__What this task involves__
From the first line of the data below, copy each line up to the one containing "[locate] the small", and include that line too.

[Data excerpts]
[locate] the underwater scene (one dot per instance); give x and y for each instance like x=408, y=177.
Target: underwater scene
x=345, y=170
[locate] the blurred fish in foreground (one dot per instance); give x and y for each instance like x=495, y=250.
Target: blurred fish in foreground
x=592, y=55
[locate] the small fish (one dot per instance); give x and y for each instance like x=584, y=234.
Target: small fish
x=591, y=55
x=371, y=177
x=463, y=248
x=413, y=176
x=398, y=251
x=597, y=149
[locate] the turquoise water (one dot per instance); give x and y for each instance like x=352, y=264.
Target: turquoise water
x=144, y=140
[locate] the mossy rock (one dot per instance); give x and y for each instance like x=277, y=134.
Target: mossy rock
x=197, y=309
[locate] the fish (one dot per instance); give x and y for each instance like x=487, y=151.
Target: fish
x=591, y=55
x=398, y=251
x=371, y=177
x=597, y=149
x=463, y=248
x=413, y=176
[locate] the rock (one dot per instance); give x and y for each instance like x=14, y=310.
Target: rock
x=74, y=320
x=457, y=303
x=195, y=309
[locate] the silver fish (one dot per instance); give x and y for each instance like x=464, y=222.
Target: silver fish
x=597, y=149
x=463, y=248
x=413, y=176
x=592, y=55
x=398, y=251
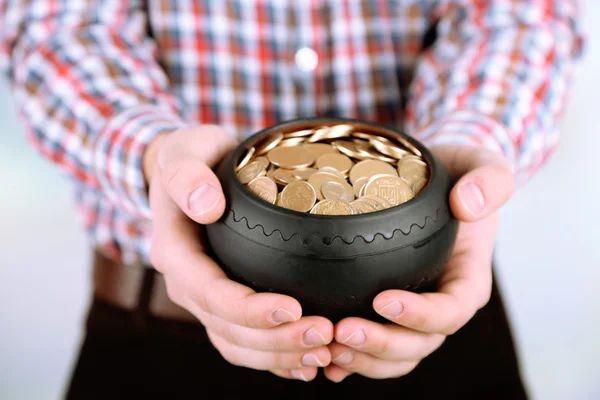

__The completed task__
[locate] the underwater scene (one dot per instance); give x and y for each instance like x=408, y=177.
Target: underwater scene
x=345, y=170
[locate] the blurred fish in foreground (one dot per instance); give x and y for each instance like x=495, y=250.
Target: blurred fish in foreground
x=592, y=55
[locate] the small fish (one dot per instance); give x and y for each instance like x=584, y=234.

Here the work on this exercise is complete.